• _Excerpt to read_
____

In pre-clinical research with mouse models, the bacteria is injected intravenously. “It goes everywhere, but then the immune system rapidly clears the attenuated bacteria from healthy organ tissue within two days. The bacteria continue to grow exponentially only within tumors during that time. On the third day, we give an over-the-counter dose of aspirin to trigger the bacteria to invade the cancer cells and then deliver the therapy,” Raman says.
The article contradicts itself.
“It goes everywhere, but then the immune system rapidly clears the attenuated bacteria from healthy organ tissue within two days.”
Okay, how does the immune system know to not attack the bacteria growing within the tumor, which the immune system already identifies as healthy organs?
“The bacteria continue to grow exponentially only within tumors during that time.”
Okay, the bacteria are inside the tumor cells, growing like crazy.
“On the third day, we give an over-the-counter dose of aspirin to trigger the bacteria to invade the cancer cells and then deliver the therapy,”
But the bacteria were supposedly already out of the blood stream, inside the cancer cells.
The blood stream doesn’t know about organs. The immune system doesn’t know all that much about organs. It just knows what is native, and what is foreign. Tumors don’t have a magical, secondary blood system of their own.

____

• _Exercise directions_
Copy the passage on bacteria-based tumor therapy in full, word for word. The listing is drawn from a source unrelated to the passage on bacteria-based tumor therapy.

• _Supplied material_
____

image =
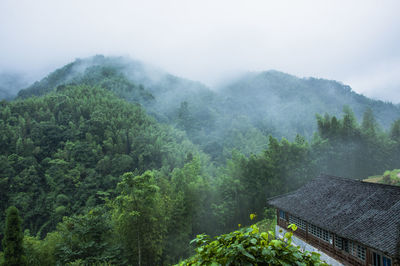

____

• _Your solution_
In pre-clinical research with mouse models, the bacteria is injected intravenously. “It goes everywhere, but then the immune system rapidly clears the attenuated bacteria from healthy organ tissue within two days. The bacteria continue to grow exponentially only within tumors during that time. On the third day, we give an over-the-counter dose of aspirin to trigger the bacteria to invade the cancer cells and then deliver the therapy,” Raman says.
The article contradicts itself.
“It goes everywhere, but then the immune system rapidly clears the attenuated bacteria from healthy organ tissue within two days.”
Okay, how does the immune system know to not attack the bacteria growing within the tumor, which the immune system already identifies as healthy organs?
“The bacteria continue to grow exponentially only within tumors during that time.”
Okay, the bacteria are inside the tumor cells, growing like crazy.
“On the third day, we give an over-the-counter dose of aspirin to trigger the bacteria to invade the cancer cells and then deliver the therapy,”
But the bacteria were supposedly already out of the blood stream, inside the cancer cells.
The blood stream doesn’t know about organs. The immune system doesn’t know all that much about organs. It just knows what is native, and what is foreign. Tumors don’t have a magical, secondary blood system of their own.